Image point annotation entries
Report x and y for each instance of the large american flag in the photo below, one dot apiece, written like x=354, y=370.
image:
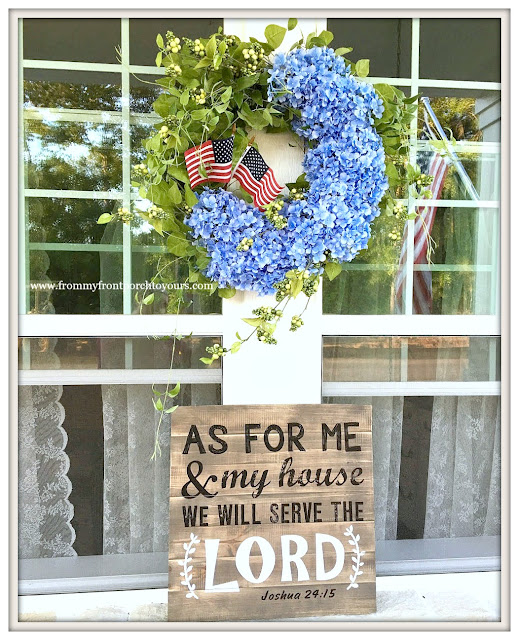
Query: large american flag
x=215, y=156
x=423, y=223
x=257, y=178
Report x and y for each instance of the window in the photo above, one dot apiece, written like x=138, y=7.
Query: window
x=418, y=340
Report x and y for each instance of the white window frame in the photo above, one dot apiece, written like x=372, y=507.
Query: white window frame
x=292, y=372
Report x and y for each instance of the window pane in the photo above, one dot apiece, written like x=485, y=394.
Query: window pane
x=386, y=42
x=415, y=359
x=460, y=49
x=143, y=92
x=68, y=282
x=436, y=463
x=113, y=353
x=367, y=285
x=87, y=485
x=58, y=89
x=70, y=220
x=76, y=39
x=143, y=33
x=471, y=115
x=82, y=156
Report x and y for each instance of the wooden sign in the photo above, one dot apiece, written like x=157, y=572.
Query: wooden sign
x=271, y=512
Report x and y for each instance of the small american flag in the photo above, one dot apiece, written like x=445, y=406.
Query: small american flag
x=215, y=156
x=422, y=280
x=257, y=178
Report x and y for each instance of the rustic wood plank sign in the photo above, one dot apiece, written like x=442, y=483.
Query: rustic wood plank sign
x=271, y=512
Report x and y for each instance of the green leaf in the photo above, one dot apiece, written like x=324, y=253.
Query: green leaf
x=174, y=193
x=227, y=292
x=341, y=51
x=190, y=197
x=171, y=409
x=254, y=322
x=332, y=270
x=362, y=68
x=246, y=81
x=210, y=47
x=104, y=218
x=174, y=392
x=275, y=35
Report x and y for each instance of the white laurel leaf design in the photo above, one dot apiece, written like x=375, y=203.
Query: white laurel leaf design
x=356, y=563
x=190, y=549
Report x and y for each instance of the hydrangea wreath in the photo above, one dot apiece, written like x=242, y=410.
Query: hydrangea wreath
x=356, y=137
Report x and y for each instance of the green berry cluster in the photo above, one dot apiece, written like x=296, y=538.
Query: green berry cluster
x=310, y=284
x=253, y=57
x=295, y=323
x=266, y=337
x=173, y=70
x=272, y=214
x=165, y=132
x=172, y=42
x=268, y=313
x=199, y=96
x=424, y=180
x=283, y=289
x=245, y=244
x=140, y=170
x=125, y=215
x=217, y=351
x=399, y=210
x=195, y=46
x=156, y=213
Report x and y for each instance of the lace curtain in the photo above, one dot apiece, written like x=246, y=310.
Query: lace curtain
x=463, y=488
x=44, y=510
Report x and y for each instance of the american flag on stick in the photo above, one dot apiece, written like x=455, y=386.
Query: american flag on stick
x=257, y=178
x=215, y=156
x=423, y=223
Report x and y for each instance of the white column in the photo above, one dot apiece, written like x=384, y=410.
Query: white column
x=289, y=372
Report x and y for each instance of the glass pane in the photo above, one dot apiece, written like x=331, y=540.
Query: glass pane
x=113, y=353
x=143, y=92
x=57, y=89
x=143, y=32
x=81, y=156
x=464, y=236
x=386, y=42
x=361, y=359
x=455, y=292
x=71, y=282
x=482, y=169
x=436, y=465
x=70, y=220
x=76, y=39
x=373, y=282
x=420, y=359
x=460, y=49
x=471, y=115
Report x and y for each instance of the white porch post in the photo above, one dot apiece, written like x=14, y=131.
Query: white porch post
x=289, y=372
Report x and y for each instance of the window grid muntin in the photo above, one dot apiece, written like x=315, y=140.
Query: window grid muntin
x=126, y=118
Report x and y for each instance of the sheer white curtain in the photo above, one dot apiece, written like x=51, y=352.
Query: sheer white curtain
x=44, y=510
x=387, y=444
x=136, y=489
x=463, y=489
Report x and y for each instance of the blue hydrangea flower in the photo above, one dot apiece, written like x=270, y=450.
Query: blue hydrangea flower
x=345, y=169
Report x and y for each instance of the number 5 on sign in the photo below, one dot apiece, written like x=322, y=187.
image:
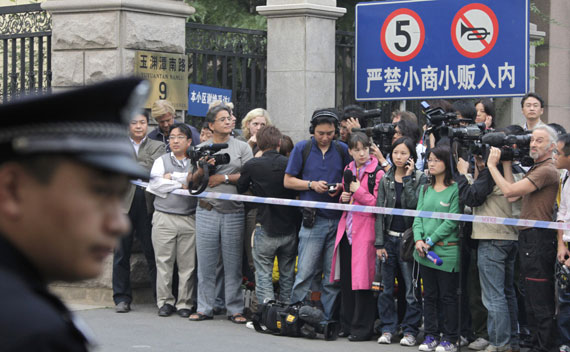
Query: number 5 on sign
x=402, y=35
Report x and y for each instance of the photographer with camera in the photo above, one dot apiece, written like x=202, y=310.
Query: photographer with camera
x=399, y=188
x=220, y=223
x=317, y=175
x=496, y=253
x=563, y=162
x=173, y=225
x=276, y=229
x=537, y=246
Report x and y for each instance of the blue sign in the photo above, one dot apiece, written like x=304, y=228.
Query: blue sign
x=200, y=98
x=420, y=49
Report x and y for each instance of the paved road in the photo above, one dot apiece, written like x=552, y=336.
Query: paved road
x=143, y=330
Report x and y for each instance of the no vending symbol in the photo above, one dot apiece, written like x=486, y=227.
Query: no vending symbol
x=402, y=35
x=474, y=30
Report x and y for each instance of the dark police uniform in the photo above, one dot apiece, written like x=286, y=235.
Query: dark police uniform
x=31, y=318
x=76, y=124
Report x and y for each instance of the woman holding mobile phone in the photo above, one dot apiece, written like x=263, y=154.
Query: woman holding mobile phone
x=399, y=188
x=442, y=237
x=353, y=261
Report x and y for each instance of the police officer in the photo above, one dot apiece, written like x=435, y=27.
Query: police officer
x=65, y=160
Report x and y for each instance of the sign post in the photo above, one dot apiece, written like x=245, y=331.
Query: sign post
x=167, y=74
x=416, y=49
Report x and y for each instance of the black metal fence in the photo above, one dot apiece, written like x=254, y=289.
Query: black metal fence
x=25, y=34
x=230, y=58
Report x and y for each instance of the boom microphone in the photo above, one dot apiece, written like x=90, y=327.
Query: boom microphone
x=348, y=178
x=433, y=257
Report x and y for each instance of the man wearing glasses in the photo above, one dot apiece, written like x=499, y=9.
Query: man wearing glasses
x=163, y=113
x=537, y=246
x=174, y=226
x=220, y=223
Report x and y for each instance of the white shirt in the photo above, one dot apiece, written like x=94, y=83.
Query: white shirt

▸ Aim of the task
Copy the listing exactly. Any image in it stays out of the copy.

▸ Right answer
Report x and y for each instance of the large american flag in the photo below, one dot apiece, written like x=354, y=370.
image:
Query: large american flag
x=215, y=156
x=423, y=223
x=257, y=178
Report x and y for each instance of the window in the photo above, one dot apiece, written like x=138, y=7.
Query: window
x=418, y=340
Report x and y for each instance of the white window frame in the photo above, one dot apiece, written like x=372, y=507.
Query: white window frame
x=292, y=372
Report x and y for each instance of the window pane in the photo above, one dot apiece, written like x=485, y=394.
Query: window pane
x=386, y=42
x=415, y=359
x=460, y=49
x=143, y=92
x=68, y=282
x=436, y=463
x=113, y=353
x=367, y=285
x=87, y=485
x=58, y=89
x=70, y=220
x=76, y=39
x=143, y=33
x=471, y=115
x=82, y=156
Report x and y for each instance of the wooden sign in the photo above, one dot apiece, written like x=157, y=572.
Query: wooden sign
x=271, y=512
Report x and y for each instance of the small american flag in the photo above, one dot apiece, written like x=445, y=406.
Query: small american flag
x=215, y=156
x=422, y=280
x=257, y=178
Report x and y for each instance of the rustic wood plank sign in the photo above, one dot apiece, written like x=442, y=483.
Query: rustic wood plank sign
x=271, y=512
Report x and y for each instance of the green leaf in the photo above, one dot apiece, written like x=324, y=253.
Query: green leaf
x=174, y=193
x=227, y=292
x=341, y=51
x=190, y=197
x=171, y=409
x=254, y=322
x=332, y=270
x=362, y=68
x=246, y=81
x=210, y=47
x=104, y=218
x=174, y=392
x=275, y=35
Report x and y for each instance of the white laurel leaf design in the photo above, one dot apiece, written like x=375, y=203.
Query: white laurel leaf design
x=356, y=563
x=190, y=549
Report x and y for each instance of the hydrangea wreath in the photo above, one dot apiece, written like x=242, y=410.
Query: hydrangea wreath
x=356, y=137
Report x and y for each instance of the green berry cluster in the photo above, one dot apiece, written like x=296, y=538.
Query: green berry cluster
x=310, y=284
x=253, y=57
x=295, y=323
x=266, y=337
x=173, y=70
x=272, y=214
x=165, y=132
x=172, y=42
x=268, y=313
x=199, y=96
x=424, y=180
x=283, y=289
x=245, y=244
x=140, y=170
x=125, y=215
x=217, y=351
x=399, y=210
x=195, y=46
x=156, y=213
Report x and y for each instance of the lace curtain in the photo above, one dot apiece, written like x=246, y=310.
Query: lace curtain
x=463, y=488
x=44, y=510
Report x and y for each instance of the american flag on stick in the photo above, one dot apiece, written like x=455, y=386.
Query: american flag on stick
x=257, y=178
x=215, y=156
x=423, y=223
Report x and y for each instance of the white column in the photo above, one dot apiece, written like x=384, y=410.
Query: white column
x=289, y=372
Report x and y for each instance of the glass pane in the photo above, one dot apiece, written like x=331, y=540.
Query: glass pane
x=113, y=353
x=143, y=92
x=57, y=89
x=143, y=32
x=81, y=156
x=464, y=236
x=386, y=42
x=361, y=359
x=455, y=292
x=71, y=282
x=482, y=169
x=436, y=465
x=70, y=220
x=76, y=39
x=373, y=282
x=420, y=359
x=460, y=49
x=471, y=115
Report x and y for each instance of the white porch post in the photo above, one dot apiece, written like x=14, y=131.
Query: white porch post
x=289, y=372
Report x and y for each instance of the window grid muntin in the photo above, one dot apiece, written like x=315, y=140.
Query: window grid muntin
x=126, y=118
Report x and y for each instance of the sheer white curtain in the photo above, one dot apiece, written like x=51, y=352.
Query: sheer white curtain
x=44, y=510
x=387, y=444
x=136, y=489
x=463, y=489
Report x and y for each instance of the blue hydrangea flower in the photo above, one dot apiece, written like x=270, y=450.
Query: blue hydrangea flower
x=345, y=169
Report x and y for each instance of the number 5 on sign in the photo below, one dot apiece, written like x=322, y=187.
image:
Query: number 5 on sign
x=402, y=35
Report x and y for each instance of the photographer with camera in the photo above, one dot apiece, written like x=202, y=310.
Query: photographer with camera
x=399, y=188
x=220, y=223
x=317, y=175
x=496, y=253
x=563, y=162
x=173, y=225
x=276, y=229
x=537, y=246
Report x and y for each instance of the blue sign in the photo above, one dot apiece, written like x=304, y=228.
Query: blue sign
x=200, y=98
x=420, y=49
Report x and y for each instance of the paved road in the photo above, one dot apiece, written like x=552, y=336.
Query: paved road
x=143, y=330
Report x and y for each instance of the no vending symbol in the photo above, one dot apiece, written like x=486, y=227.
Query: no vending symbol
x=402, y=35
x=474, y=30
Report x and y for each instance of the dark police uniform in the photo above, one dot apiece, written like x=286, y=235.
Query: dark police uniform
x=31, y=318
x=76, y=124
Report x and y for each instance of the woman holding mobile phone in the photo above, one dot apiece, written like x=263, y=154.
Query: woman holding mobile phone
x=399, y=188
x=442, y=237
x=353, y=261
Report x and y for each instance of the police officer in the photo above, one dot apiece, written like x=435, y=27.
Query: police officer
x=65, y=160
Report x and y for each instance of the sign post in the photo above, one dot apiece, written like x=245, y=331.
Query: sign post
x=167, y=74
x=416, y=49
Report x and y for each instance of the black metal fence in the photo above, one dot apiece, written like x=254, y=289.
Query: black metal fence
x=25, y=34
x=230, y=58
Report x and y for each instance of the boom microphone in the photo above, one dot apiece, written like x=90, y=327.
Query: boom microphone
x=348, y=178
x=433, y=257
Report x and y for each instance of the man wearing glasses in the photo above, one dot apiece, written like x=499, y=9.
Query: man wearing glasses
x=163, y=113
x=537, y=246
x=174, y=226
x=220, y=223
Report x and y for each instance of the white shirt in the photo above, one dot apiece, written like x=94, y=83.
Query: white shirt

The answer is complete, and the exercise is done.